Dataset entries:
========
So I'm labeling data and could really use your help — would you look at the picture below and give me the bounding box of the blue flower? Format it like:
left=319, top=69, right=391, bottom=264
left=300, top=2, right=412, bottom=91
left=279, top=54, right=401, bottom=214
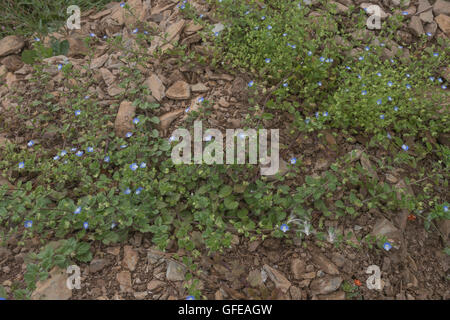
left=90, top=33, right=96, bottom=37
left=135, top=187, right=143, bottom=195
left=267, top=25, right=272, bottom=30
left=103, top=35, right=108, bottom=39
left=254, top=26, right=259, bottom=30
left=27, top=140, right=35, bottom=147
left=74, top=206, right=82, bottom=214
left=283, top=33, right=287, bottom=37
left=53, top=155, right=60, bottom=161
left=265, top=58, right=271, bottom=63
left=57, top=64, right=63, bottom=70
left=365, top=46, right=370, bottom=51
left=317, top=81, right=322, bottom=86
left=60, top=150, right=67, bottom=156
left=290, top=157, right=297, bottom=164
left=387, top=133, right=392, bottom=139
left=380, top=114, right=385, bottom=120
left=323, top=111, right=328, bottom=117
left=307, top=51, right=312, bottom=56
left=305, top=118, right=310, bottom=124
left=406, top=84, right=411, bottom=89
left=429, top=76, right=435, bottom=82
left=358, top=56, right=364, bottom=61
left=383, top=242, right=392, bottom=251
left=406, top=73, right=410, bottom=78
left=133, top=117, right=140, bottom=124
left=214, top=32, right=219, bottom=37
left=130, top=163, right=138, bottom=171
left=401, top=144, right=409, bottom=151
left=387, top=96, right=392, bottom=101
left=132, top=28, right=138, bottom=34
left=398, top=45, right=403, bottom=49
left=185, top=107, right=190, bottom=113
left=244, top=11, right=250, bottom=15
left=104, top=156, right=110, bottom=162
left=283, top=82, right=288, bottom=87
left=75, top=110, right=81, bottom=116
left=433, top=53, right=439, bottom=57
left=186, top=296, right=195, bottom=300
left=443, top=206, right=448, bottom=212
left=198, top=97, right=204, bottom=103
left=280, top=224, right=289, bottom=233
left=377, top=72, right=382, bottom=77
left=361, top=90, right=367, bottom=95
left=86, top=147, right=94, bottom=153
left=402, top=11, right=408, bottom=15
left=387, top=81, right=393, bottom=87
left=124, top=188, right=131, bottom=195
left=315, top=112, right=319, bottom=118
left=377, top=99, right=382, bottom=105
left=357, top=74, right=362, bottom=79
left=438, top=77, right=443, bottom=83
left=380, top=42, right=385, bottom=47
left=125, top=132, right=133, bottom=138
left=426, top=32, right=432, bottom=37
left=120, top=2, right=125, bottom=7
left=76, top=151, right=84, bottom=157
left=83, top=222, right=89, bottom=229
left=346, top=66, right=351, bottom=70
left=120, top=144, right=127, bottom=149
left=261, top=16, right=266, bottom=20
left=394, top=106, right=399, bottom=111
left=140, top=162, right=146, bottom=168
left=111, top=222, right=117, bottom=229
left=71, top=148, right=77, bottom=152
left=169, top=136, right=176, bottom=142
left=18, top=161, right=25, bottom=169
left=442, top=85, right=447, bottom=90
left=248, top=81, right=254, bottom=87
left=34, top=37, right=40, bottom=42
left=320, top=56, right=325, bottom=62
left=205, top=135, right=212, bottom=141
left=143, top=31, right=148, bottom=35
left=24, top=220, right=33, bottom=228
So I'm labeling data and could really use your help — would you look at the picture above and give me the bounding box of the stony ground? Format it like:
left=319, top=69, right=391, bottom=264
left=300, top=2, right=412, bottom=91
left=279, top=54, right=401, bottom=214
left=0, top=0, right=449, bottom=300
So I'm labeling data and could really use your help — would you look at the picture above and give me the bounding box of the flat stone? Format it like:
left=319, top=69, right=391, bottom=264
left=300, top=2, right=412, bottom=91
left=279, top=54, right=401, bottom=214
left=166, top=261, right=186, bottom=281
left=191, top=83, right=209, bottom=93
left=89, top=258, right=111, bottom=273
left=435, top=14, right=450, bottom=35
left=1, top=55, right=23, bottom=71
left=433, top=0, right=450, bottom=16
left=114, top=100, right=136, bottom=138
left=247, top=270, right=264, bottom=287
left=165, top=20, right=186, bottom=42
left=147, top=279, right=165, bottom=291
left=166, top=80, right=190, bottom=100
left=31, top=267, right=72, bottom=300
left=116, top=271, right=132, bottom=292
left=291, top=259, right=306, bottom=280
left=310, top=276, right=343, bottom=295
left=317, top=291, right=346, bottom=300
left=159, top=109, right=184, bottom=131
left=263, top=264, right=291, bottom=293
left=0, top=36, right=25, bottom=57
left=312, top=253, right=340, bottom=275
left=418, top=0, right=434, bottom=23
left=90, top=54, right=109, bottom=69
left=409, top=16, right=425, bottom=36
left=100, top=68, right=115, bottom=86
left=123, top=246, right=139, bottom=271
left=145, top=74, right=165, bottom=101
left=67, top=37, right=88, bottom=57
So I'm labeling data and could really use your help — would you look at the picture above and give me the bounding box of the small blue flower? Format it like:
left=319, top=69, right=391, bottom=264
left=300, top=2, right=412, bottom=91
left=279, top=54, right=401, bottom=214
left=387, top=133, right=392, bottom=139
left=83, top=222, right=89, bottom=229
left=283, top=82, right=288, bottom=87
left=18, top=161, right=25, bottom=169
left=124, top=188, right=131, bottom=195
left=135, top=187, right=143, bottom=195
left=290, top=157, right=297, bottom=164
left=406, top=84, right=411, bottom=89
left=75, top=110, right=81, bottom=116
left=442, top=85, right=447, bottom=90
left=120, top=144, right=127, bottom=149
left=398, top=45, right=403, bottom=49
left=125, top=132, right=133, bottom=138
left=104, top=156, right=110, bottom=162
========
Your objective: Pull every line containing the string "bounding" out of the data above and copy it.

Expected answer:
So I'm labeling data and could really use your help — would you look at the picture below and give me the bounding box of the blue flower? Format it like:
So I'm labeling data and could really use your help — would you look at the picture above and give me the bounding box of the stony ground? Format it like:
So I'm labeling data and could really use your help — would you look at the picture above and give me the bounding box of the flat stone? Format it like:
So I'm labeling data and could really use your help — would you look at the picture above and give me the bounding box of the small blue flower? Format it like:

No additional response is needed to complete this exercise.